═════ Source text
It's a Wednesday night in suburbia as 8,000 fans bustle into Anaheim Convention Center for this, the pastime with a half nelson on America.
Surfers and Cub Scouts, suntanned sorority sisters, old ladies puffing Marlboros and worn-out men with diamond pinky rings have sold out the arena near Disneyland. The atmosphere is downright Vegas.
The show: Superstars of Wrestling, three hours of bodacious camp that is part burlesque sport, part soap opera, performed to bombastic rock music.
"I. Can't. Wait," announces 8-year-old Michael Mejia of Laverne, his voice trembling. The lights dim and a spotlight strikes the ring. A Little League team, their forehead veins bulging, shrieks for the entrance of the Ultimate Warrior, reigning World Wrestling Federation champion. But they'll have to wait.
══════════
═════ Raw data
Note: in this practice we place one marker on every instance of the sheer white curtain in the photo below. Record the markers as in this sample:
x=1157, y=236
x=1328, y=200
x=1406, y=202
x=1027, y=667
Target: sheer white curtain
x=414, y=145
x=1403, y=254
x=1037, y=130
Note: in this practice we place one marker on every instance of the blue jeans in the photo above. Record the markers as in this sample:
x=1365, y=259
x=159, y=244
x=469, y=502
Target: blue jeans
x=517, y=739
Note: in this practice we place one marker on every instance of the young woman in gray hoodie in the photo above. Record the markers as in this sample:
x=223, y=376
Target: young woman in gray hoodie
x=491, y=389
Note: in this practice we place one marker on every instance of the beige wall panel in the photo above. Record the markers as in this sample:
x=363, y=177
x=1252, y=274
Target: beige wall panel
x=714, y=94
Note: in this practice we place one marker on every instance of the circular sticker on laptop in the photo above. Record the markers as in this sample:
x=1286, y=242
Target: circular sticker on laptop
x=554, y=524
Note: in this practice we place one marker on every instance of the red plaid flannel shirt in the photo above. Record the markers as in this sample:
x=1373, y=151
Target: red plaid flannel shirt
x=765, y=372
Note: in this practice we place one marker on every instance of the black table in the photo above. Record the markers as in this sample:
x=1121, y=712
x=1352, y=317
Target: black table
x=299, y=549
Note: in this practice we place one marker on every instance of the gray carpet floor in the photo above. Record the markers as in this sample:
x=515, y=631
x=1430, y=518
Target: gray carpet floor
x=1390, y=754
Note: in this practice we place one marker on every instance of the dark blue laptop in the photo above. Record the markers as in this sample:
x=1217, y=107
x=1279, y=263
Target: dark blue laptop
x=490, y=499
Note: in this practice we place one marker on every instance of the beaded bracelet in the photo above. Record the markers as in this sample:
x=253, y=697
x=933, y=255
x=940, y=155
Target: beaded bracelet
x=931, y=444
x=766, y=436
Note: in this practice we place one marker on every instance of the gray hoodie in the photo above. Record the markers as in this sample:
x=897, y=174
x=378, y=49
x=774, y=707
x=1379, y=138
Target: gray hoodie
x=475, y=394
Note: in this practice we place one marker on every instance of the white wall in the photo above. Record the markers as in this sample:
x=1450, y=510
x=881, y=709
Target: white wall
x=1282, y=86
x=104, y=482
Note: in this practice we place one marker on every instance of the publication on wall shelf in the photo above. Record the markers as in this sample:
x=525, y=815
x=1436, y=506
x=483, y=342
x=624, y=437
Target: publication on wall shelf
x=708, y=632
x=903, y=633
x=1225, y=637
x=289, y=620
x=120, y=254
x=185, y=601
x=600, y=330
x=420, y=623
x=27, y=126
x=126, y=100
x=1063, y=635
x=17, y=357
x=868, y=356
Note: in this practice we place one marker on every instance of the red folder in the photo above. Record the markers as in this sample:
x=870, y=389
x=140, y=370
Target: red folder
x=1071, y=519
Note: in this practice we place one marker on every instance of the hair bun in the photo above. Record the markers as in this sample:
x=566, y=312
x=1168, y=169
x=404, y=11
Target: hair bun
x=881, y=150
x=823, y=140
══════════
■ Jobs
A: Answer these questions using the wrestling passage:
(i) How many fans come into Anaheim Convention Center?
(ii) What is the show called?
(iii) Who is named as the reigning World Wrestling Federation champion?
B: Repeat the wrestling passage word for word, from "Surfers and Cub" up to and including "is downright Vegas.".

■ Answers
A:
(i) 8,000
(ii) Superstars of Wrestling
(iii) The Ultimate Warrior

B:
Surfers and Cub Scouts, suntanned sorority sisters, old ladies puffing Marlboros and worn-out men with diamond pinky rings have sold out the arena near Disneyland. The atmosphere is downright Vegas.